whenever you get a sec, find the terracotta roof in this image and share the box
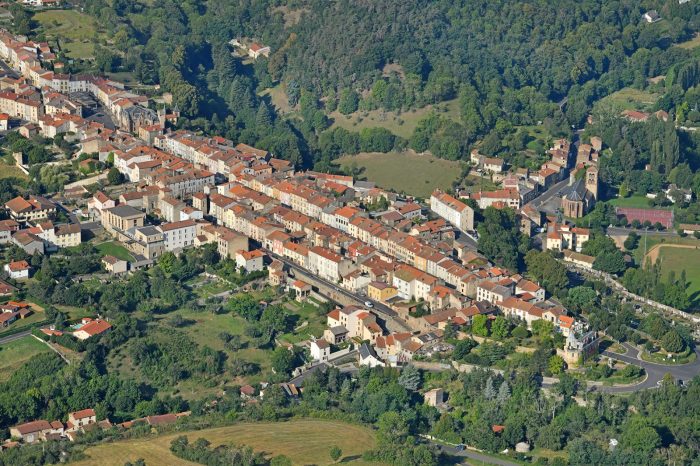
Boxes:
[75,319,112,337]
[7,260,30,272]
[69,408,95,420]
[13,420,51,435]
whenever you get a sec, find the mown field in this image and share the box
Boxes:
[0,336,50,382]
[72,419,382,466]
[334,150,463,198]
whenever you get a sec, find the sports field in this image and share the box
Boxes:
[334,150,463,198]
[73,419,381,466]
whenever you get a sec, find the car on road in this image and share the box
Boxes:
[364,300,374,308]
[455,444,465,452]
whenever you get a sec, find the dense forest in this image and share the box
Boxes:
[56,0,700,167]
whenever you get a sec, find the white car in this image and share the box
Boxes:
[364,301,374,308]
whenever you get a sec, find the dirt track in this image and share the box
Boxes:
[644,243,699,267]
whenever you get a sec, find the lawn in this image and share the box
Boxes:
[334,150,463,198]
[606,195,656,209]
[33,10,105,59]
[95,241,134,261]
[330,99,460,139]
[655,245,700,309]
[0,336,51,382]
[73,419,382,466]
[594,87,660,113]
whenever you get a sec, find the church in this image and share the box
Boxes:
[561,165,598,218]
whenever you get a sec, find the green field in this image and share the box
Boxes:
[595,87,660,113]
[655,245,700,309]
[33,10,105,59]
[330,99,460,139]
[73,419,381,466]
[278,300,325,344]
[0,336,51,382]
[95,241,134,261]
[334,150,463,198]
[607,195,657,209]
[0,158,27,180]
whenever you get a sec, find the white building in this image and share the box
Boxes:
[310,339,331,362]
[158,219,197,252]
[308,246,354,283]
[430,190,474,232]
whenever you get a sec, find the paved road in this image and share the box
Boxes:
[600,342,700,392]
[437,444,519,466]
[265,249,412,333]
[0,331,31,345]
[607,226,678,238]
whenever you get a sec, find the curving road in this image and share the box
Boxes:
[599,342,700,392]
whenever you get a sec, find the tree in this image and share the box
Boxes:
[377,411,409,445]
[477,207,526,271]
[593,249,626,275]
[483,377,496,400]
[471,314,489,337]
[497,380,510,403]
[338,88,359,115]
[329,445,342,463]
[623,232,639,251]
[271,347,296,375]
[566,286,597,313]
[398,365,421,391]
[661,329,685,353]
[531,319,553,338]
[108,167,124,185]
[525,250,569,294]
[491,316,509,339]
[452,338,477,360]
[621,417,661,455]
[547,355,565,375]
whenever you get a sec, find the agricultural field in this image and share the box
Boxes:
[330,99,460,139]
[594,87,661,114]
[32,10,107,59]
[334,150,463,198]
[0,336,51,382]
[73,419,381,466]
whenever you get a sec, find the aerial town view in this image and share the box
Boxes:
[0,0,698,465]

------

Task details -> Could you write out every line above exactly as it stands, with no images?

Answer to the exercise ->
whenever you get a sec, find the terracotta roof in this image and share the box
Boxes:
[75,319,112,337]
[7,260,30,272]
[69,408,95,420]
[13,420,51,435]
whenever you get a sec, find the mown field in this image and share the box
Boxes:
[0,336,50,382]
[72,419,382,466]
[334,150,463,198]
whenever you get a sec, find the sports field in this image and share the box
Boxes:
[334,150,463,198]
[73,419,381,466]
whenever you get a sec, find the car on road in this image and share the box
Boxes:
[364,300,374,308]
[455,444,465,452]
whenever you get a sec, find the dense forest in this image and share the box
Boxes:
[56,0,700,167]
whenever you get a sec, find the white car in this image and share the box
Boxes:
[364,301,374,308]
whenever you get a sec, find the dirt track in this image and share the box
Boxes:
[644,243,699,267]
whenever you get a sec, find the lawn in this image and share the box
Boxes:
[334,150,463,198]
[606,195,656,209]
[33,10,105,59]
[95,241,134,261]
[330,99,460,139]
[655,245,700,309]
[0,336,51,382]
[73,419,382,466]
[594,87,660,113]
whenever you get a sec, find the church in this image and share the box
Boxes:
[561,165,598,218]
whenever you get a sec, find the green field in this image and share the box
Boxes:
[595,87,660,113]
[655,245,700,309]
[33,10,105,59]
[330,99,460,139]
[73,419,381,466]
[278,300,325,344]
[0,336,51,382]
[95,241,134,261]
[334,150,463,198]
[607,195,657,209]
[0,158,27,180]
whenever you get a sec, find the white building in this image and share the box
Boxes:
[310,339,331,362]
[158,219,197,252]
[308,246,354,283]
[430,190,474,232]
whenever you get a sec, find the paved road in this image and share the box
Boxes:
[600,342,700,392]
[437,444,519,466]
[265,249,412,333]
[0,331,31,345]
[607,226,678,238]
whenever you get a sec, find the curving road in this image and share the box
Boxes:
[599,342,700,392]
whenever you get a sec, find the tree in this image and share the box
Boxes:
[377,411,409,445]
[477,207,526,271]
[593,249,626,275]
[483,377,496,400]
[471,314,489,337]
[497,380,510,403]
[338,88,359,115]
[329,445,342,463]
[623,232,639,251]
[271,347,296,375]
[566,286,597,313]
[398,365,421,391]
[661,329,685,353]
[531,319,553,338]
[108,167,124,185]
[525,250,569,294]
[491,316,509,339]
[452,338,477,360]
[621,417,661,455]
[547,355,565,375]
whenever you get a sec, find the agricultural field in this image and share the box
Boxes:
[330,99,460,139]
[594,87,661,114]
[32,10,107,59]
[334,150,463,198]
[0,336,51,382]
[73,419,381,466]
whenever you get a sec, find the aerial town view in this image and share the box
Boxes:
[0,0,698,465]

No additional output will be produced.